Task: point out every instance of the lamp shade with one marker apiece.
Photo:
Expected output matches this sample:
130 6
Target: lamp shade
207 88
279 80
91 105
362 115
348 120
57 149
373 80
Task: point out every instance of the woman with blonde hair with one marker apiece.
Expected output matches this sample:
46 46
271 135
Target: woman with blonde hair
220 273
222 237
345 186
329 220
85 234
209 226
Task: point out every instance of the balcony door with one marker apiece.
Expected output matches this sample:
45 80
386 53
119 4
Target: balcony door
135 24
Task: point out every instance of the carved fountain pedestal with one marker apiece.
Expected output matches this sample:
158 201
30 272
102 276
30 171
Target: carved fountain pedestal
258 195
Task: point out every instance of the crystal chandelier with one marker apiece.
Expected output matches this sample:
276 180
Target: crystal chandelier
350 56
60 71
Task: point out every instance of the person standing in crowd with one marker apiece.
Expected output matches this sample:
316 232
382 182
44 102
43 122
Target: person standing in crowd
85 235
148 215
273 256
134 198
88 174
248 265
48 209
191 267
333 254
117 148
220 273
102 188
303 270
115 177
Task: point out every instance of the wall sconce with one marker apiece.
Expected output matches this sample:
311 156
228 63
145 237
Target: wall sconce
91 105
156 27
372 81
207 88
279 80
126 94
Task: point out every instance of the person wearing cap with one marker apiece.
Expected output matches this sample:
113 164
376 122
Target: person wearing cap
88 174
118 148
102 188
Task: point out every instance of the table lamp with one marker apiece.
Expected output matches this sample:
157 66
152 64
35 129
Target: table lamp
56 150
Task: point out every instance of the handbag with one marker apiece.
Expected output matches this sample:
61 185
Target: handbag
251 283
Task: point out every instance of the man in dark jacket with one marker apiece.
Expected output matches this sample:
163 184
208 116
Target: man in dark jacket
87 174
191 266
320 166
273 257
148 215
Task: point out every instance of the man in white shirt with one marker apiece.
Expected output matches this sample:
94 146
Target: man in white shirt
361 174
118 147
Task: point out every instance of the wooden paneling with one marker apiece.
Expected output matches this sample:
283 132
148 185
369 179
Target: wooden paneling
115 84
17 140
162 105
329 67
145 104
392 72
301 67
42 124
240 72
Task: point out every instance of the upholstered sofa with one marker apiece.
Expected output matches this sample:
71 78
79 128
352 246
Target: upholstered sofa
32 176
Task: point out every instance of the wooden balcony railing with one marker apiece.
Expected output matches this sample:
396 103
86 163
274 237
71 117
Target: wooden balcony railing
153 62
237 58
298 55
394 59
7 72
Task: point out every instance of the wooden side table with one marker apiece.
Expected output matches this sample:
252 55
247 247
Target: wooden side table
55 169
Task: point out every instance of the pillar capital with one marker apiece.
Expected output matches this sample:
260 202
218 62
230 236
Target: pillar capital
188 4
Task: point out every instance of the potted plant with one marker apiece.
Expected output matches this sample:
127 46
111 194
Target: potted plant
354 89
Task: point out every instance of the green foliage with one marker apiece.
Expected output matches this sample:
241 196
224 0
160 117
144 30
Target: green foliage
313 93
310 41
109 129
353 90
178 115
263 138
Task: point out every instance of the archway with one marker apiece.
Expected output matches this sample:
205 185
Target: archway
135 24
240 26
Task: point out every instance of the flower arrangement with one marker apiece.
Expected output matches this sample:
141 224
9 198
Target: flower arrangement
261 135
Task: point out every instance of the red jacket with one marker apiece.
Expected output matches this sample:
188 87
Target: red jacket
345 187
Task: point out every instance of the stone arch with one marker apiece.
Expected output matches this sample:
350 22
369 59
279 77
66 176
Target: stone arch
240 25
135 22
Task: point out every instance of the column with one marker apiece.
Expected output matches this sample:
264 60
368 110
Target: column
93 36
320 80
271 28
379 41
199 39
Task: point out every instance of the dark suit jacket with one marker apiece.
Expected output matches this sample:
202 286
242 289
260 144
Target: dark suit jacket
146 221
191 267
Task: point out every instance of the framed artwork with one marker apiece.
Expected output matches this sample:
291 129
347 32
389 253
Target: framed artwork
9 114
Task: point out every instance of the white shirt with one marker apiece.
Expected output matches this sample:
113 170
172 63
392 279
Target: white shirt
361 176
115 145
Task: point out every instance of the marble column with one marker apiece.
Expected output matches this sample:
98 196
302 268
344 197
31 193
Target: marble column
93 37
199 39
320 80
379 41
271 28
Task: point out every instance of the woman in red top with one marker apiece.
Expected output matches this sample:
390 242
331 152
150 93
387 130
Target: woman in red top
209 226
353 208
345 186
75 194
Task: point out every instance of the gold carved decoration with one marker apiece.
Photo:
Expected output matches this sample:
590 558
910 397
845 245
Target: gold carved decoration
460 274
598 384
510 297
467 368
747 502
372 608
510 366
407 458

_Given exercise_: Please update the lines running from the line that contains "Task: point out every instance of the archway" through the end of the records, rewriting only those lines with "marker" changed to "dot" and everything else left as it is.

_Exercise response_:
Task: point out every instance of the archway with one dot apiece.
Expected output matches this sample:
205 185
Target: archway
135 24
240 26
Task: point out every instance of the flower arrangement with one dot apiece.
Expected output matches this sample:
141 224
9 198
Target: flower arrangement
261 135
Task: point out every instance of the red jacket with one dot apiece.
Expected output matches this sample:
188 87
Target: red jacket
345 187
Task: point out every instance of the stone arch with one dot apiece.
Expected output matches this sample:
350 22
369 59
279 77
66 176
Target: stone arch
240 25
135 22
Task: point out every instance of the column with one dot apiece.
Expected output matches this sample:
264 60
368 110
Target: column
93 36
320 80
271 28
379 41
199 39
Task: point out every instance of the dark suit jacket with one dot apiece.
Expected output matches this sample:
202 286
242 289
260 144
Target: dark suit jacket
146 221
191 267
Task: point out every instance of the framed artwork with one dot apiece.
Expected output matches this sample:
291 129
347 32
389 253
Target: framed artwork
9 114
Task: point out every instance of the white shirt with one dot apiece.
Expected output matches this sample:
113 170
172 63
392 279
Target: white shirt
361 176
115 145
Task: point out every instance of the marble column with one dot apiece.
Expected output matches this sample:
98 196
302 268
344 197
31 193
Target: marble column
93 37
199 39
320 80
379 41
271 28
Task: point out every instance of the woman in red top with one dot apiece.
Expected output matches this sample:
390 242
331 152
150 93
387 130
Target: woman in red top
209 226
353 208
345 186
75 194
Task: point out every instance of the gold carved decoration with one dot apiece.
Photo:
Expected output matches this sample:
590 558
910 397
845 245
Target: gold carved decoration
460 274
598 384
510 297
467 368
747 502
372 608
510 366
407 458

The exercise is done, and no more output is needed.